REQUIRED ACTION:
Answer these questions from the oyster shell watercolor text:
1. How many individual shell portraits make up the painting?
2. In what month and year did the writer's mom die?
3. What material are her brushes made of?

PROVIDED PASSAGE:
=== Section Start ===

Over the course of the last year I have been working on one watercolor, made up of 21 individual portraits of oyster shells. The shells were saved from restaurant meals consumed all up and down the East Coast, ranging from Florida to Connecticut. Each one commemorates a delicious meal, has been labeled with its provenance, and lovingly portrayed.
Each time I sit down to work on this painting is a small meditation. It requires me to quietly focus on the subtle color changes of an essentially white object and explore the tiny topography that makes each shell unique.
The watercolor set I am using for the painting is one that my mom, Dianne Mumm, had used. She died in April of 2018, from Alzheimer’s. Due to her disease, she had not felt like painting for the last few years of her life. She knew she couldn’t paint like she used to and didn’t want to be incompetent. Mom was a very accomplished watercolorist, always perfecting her craft. I admire her skill with this challenging medium, having never acquired it myself, and cherish her paintings that I have in my home.
Mom created her own palette by choosing individual pans of watercolor, rather than buying a pre-made set. Her color choices were bolder than mine. Her paintings of Iowa fields frequently contained swathes of purple and shadows of deep turquoise. How is it that the pan of bright orange is nearly empty? Using her watercolors means I too consider the possibility of these colors in the natural world. I have been finding myself becoming bolder in the color choices in my own artworks.
Her brushes are all high quality sable. She had gathered a wide assortment of sizes and shapes. For my oyster painting I’m generally reaching for the fine points to paint the tiny details of an oyster shell.
I don’t know to what purpose I will ultimately put this one watercolor of mine. And I already have enough shells collected that I have to start a new painting.
But this whole exercise is a precious experience that has brought me a little closer to Mom.

=== Section End ===

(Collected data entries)
=== Section Start ===

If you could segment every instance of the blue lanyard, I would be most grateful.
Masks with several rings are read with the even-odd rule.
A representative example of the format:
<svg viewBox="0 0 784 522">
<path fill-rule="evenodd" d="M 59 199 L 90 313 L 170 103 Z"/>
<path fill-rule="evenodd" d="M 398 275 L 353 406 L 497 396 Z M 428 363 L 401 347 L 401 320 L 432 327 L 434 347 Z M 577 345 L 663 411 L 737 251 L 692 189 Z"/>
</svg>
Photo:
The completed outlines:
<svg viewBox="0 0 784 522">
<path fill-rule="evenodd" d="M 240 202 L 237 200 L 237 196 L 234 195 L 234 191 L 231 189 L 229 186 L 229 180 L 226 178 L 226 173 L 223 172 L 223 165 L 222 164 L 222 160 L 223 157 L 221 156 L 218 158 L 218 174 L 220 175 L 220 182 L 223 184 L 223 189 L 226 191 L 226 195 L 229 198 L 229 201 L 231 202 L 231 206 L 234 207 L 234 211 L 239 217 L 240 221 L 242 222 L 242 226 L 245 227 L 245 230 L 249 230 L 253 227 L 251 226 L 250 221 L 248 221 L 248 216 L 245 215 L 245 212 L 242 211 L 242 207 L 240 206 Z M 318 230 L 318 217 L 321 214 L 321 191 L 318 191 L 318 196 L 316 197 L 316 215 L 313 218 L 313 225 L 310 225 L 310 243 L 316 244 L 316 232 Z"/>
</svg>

=== Section End ===

SOLVED EXERCISE:
1. 21
2. April 2018
3. Sable